— Start of Given records —
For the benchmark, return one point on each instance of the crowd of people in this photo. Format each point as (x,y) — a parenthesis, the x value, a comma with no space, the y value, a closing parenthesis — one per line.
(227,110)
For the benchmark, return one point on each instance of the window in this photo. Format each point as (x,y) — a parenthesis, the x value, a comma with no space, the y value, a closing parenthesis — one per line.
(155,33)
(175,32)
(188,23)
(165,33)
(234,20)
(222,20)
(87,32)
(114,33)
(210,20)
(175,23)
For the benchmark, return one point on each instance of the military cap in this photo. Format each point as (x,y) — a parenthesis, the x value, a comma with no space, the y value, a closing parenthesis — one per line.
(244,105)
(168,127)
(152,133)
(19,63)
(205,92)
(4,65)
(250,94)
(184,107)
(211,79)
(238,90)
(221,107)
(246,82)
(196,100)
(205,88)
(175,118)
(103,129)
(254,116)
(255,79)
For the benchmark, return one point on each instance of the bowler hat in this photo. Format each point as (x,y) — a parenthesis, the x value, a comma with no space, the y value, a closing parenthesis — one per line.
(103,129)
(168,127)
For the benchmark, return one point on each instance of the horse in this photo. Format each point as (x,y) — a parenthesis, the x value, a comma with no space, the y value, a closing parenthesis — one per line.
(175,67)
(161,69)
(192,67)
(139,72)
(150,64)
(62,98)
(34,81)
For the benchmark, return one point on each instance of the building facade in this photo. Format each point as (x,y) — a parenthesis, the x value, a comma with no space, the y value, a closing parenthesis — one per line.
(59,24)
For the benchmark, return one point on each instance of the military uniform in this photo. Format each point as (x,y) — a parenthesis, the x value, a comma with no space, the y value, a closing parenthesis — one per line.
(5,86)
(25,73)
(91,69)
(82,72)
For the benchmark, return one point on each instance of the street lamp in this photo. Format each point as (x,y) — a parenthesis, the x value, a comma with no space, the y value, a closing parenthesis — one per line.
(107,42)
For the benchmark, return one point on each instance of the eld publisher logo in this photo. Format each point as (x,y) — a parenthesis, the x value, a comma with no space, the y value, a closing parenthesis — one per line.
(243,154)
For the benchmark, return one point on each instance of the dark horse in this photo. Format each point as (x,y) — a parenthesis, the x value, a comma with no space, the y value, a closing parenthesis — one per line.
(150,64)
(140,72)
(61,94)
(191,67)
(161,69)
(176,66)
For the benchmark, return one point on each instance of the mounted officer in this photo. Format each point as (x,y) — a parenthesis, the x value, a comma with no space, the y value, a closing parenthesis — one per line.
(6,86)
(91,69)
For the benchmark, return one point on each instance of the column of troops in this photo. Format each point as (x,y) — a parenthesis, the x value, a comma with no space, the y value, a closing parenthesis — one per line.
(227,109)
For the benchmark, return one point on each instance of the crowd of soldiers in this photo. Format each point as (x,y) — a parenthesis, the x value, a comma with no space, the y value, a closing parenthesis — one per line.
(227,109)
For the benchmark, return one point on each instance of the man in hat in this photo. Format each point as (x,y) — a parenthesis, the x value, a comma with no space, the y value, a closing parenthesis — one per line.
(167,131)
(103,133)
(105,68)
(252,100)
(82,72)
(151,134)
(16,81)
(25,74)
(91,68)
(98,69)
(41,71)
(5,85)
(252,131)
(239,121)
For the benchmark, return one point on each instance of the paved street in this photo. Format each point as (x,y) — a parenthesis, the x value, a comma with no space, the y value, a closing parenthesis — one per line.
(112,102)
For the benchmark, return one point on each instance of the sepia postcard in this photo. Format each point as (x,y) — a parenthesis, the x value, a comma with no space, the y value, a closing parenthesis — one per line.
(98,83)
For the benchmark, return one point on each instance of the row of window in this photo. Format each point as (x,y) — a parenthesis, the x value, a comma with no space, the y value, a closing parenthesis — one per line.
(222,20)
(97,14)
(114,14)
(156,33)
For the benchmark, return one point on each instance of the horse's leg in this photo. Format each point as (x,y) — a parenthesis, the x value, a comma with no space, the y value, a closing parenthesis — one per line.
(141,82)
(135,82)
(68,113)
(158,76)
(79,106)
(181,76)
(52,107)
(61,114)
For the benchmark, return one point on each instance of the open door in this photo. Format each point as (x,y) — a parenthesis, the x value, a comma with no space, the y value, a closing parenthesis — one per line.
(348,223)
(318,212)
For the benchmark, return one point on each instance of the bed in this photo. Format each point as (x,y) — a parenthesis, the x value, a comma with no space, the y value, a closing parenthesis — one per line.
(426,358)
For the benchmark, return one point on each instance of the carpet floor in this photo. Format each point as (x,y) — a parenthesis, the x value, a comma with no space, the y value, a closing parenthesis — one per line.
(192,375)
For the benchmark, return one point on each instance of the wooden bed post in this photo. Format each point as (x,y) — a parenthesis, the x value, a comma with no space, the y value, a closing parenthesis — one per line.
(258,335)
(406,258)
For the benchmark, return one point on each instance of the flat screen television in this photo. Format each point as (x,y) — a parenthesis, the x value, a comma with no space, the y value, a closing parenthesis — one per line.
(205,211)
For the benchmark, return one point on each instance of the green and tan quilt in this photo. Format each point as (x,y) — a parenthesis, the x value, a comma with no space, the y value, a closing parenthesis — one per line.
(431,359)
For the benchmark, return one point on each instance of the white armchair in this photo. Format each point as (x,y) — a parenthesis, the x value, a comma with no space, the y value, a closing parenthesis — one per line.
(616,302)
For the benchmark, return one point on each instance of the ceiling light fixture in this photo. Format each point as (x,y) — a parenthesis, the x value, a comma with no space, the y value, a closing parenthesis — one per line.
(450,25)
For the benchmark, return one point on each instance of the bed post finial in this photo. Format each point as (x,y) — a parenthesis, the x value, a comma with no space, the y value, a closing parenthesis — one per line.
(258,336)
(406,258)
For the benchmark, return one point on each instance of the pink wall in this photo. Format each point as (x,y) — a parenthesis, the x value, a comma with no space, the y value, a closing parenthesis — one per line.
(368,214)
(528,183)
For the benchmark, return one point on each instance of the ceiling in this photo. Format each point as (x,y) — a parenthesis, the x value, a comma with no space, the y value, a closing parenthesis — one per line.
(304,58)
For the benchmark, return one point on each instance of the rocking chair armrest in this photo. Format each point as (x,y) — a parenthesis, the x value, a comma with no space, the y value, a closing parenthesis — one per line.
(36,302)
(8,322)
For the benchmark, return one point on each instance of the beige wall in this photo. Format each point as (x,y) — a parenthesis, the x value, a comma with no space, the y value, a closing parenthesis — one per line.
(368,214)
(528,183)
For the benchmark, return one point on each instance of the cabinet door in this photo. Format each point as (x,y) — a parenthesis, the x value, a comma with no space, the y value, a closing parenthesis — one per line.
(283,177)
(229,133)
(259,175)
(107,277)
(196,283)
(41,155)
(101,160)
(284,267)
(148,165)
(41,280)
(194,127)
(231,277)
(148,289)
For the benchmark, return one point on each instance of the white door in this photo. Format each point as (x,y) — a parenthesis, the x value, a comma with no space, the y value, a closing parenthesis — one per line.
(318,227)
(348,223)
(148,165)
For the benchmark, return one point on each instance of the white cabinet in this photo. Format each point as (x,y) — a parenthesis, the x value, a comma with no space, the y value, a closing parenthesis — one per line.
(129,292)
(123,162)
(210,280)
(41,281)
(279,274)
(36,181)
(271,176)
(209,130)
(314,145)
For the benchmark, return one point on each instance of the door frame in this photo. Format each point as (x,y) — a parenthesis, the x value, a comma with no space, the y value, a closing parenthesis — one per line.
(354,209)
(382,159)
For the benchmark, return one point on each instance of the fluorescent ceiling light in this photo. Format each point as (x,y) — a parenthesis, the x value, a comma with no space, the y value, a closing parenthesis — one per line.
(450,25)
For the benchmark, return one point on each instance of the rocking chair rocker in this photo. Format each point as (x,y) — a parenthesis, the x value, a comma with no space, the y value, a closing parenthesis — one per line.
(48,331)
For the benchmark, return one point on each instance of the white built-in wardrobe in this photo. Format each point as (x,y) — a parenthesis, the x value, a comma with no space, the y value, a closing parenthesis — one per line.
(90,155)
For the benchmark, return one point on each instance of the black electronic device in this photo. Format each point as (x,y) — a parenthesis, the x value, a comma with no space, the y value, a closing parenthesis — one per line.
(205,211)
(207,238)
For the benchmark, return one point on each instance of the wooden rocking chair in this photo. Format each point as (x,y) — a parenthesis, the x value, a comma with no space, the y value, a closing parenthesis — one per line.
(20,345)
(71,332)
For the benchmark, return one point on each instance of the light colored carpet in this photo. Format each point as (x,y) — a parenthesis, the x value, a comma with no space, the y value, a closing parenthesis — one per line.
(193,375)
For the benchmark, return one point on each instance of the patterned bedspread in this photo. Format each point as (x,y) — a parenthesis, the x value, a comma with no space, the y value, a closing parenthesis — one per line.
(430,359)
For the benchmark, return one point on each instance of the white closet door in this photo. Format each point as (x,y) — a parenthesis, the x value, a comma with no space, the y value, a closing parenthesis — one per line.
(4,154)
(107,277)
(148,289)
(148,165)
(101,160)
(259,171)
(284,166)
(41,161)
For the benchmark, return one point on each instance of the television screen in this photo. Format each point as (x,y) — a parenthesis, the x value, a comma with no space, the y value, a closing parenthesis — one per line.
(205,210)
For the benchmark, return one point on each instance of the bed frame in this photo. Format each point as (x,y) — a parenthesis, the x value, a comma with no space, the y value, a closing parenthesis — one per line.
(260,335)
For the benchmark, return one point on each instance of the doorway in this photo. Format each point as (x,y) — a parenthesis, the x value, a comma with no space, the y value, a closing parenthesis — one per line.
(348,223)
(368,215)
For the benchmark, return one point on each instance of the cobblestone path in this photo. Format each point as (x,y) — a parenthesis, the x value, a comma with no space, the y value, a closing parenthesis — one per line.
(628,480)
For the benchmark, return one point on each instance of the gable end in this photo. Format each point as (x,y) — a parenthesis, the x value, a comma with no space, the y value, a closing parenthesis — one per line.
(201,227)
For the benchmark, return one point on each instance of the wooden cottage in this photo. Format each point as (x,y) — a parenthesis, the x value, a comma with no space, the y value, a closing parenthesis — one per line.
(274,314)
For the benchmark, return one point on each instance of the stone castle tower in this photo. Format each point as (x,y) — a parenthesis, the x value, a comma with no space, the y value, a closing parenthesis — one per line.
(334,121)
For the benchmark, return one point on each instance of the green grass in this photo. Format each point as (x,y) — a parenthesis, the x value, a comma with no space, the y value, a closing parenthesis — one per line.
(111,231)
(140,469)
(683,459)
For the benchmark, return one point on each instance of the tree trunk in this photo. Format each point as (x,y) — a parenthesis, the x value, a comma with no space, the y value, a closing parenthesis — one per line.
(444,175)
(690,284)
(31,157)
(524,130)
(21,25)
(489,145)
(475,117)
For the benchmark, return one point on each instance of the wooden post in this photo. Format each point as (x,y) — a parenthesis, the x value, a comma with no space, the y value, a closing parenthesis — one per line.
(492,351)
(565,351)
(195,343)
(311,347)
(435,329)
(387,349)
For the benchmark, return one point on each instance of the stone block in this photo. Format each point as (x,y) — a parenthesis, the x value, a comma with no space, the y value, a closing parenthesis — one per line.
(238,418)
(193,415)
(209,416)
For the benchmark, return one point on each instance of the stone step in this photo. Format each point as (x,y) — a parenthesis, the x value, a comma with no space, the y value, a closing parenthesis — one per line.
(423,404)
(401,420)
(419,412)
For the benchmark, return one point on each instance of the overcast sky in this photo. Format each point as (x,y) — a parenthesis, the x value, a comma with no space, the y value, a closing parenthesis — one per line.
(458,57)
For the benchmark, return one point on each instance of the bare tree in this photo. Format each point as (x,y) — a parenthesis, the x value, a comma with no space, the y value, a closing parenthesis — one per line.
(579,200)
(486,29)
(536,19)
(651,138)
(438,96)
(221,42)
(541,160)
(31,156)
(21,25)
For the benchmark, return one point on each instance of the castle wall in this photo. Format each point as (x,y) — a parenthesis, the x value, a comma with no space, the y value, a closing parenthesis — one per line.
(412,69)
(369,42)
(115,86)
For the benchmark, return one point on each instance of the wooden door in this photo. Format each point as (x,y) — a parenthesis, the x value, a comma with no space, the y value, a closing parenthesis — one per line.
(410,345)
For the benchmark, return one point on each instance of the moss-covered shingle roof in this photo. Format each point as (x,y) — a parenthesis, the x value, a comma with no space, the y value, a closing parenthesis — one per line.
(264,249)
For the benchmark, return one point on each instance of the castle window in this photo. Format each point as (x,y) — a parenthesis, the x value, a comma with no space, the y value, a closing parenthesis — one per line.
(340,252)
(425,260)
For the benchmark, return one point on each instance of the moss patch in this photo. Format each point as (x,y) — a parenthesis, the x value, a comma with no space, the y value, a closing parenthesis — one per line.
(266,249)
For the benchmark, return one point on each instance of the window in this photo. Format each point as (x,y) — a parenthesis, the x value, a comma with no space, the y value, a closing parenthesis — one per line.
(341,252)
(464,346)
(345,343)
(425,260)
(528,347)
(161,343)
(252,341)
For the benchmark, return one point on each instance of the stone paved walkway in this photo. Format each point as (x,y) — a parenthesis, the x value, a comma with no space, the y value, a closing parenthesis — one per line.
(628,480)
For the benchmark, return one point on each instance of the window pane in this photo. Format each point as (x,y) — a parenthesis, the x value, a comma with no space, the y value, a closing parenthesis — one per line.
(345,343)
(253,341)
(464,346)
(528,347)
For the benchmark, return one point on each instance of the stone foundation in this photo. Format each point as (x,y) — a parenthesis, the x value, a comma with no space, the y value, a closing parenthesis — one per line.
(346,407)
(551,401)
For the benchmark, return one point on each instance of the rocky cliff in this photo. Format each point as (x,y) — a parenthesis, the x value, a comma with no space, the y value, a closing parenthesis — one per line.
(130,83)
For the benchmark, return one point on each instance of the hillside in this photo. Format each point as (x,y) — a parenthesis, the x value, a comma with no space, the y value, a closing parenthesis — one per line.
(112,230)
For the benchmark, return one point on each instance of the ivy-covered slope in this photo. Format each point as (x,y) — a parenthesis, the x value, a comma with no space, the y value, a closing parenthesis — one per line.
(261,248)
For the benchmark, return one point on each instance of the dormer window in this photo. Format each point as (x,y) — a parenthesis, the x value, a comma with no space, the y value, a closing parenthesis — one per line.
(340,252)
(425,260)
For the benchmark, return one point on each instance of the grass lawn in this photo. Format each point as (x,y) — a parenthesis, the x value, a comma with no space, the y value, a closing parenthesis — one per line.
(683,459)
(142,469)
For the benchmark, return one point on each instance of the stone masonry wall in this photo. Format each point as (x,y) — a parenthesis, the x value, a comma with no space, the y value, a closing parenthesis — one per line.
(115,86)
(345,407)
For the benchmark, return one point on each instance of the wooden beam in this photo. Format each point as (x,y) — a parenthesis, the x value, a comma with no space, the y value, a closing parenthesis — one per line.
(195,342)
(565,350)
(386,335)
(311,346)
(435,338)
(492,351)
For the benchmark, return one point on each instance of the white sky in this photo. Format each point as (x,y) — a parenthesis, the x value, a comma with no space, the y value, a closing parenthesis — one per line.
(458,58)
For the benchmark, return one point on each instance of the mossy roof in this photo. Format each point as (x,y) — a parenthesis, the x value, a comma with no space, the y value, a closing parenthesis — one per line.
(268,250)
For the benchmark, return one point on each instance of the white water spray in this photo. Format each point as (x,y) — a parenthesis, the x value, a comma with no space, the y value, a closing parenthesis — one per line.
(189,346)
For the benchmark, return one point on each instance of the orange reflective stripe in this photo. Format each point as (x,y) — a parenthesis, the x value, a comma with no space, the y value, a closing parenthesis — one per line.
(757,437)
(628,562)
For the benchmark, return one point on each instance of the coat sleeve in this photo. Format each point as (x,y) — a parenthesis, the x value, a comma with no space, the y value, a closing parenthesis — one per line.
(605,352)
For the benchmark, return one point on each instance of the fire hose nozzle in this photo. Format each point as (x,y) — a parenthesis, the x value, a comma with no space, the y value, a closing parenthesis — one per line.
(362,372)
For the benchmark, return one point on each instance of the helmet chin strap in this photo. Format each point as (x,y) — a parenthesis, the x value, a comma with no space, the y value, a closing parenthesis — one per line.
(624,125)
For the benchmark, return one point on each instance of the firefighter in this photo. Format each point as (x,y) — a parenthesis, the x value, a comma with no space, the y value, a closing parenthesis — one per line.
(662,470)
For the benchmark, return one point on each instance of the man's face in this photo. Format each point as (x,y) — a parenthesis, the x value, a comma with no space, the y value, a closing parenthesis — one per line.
— End of Given records —
Every line from the one holding "of the orange" through the final line of the listing must be echoed exactly; leave out all other lines.

For the benchmark, return one point on each instance of the orange reflective stripe in this photo. Format each point as (x,y) — a parenthesis, the x value, a comma with no space, the y value, a closing parenthesis — one per line.
(757,437)
(628,562)
For the benchmark, return one point on each instance of the coat sleeve in this photo. Format each point as (x,y) — a parenthesis, the x value, a comma with no space, the y value, a closing parenthesis — one per line.
(605,352)
For the benchmark, return one point on each instance of the fire hose nozzle in this photo. Format each point as (x,y) — a parenthesis, the x value, a comma with no space, the y value, a closing parenthesis — one per line.
(362,372)
For the benchmark, return one point on each instance of the helmet chin strap in this photo. Format each point as (x,y) — a parenthesis, the x value, a comma with no space, the y value, a closing parenthesis — one per line.
(624,125)
For the benchmark, return one point on each instance of the firefighter in this photo. Format each point as (x,y) — a parenthesis, the x value, a comma with no space, the y value, a closing parenthesis — one per line.
(662,470)
For the benchmark, return one point on each instance of the man's face in this photo. Format each point as (x,y) — a parenthesis, the x value, a comma with no space, the y value, a closing parenthesis — one per line.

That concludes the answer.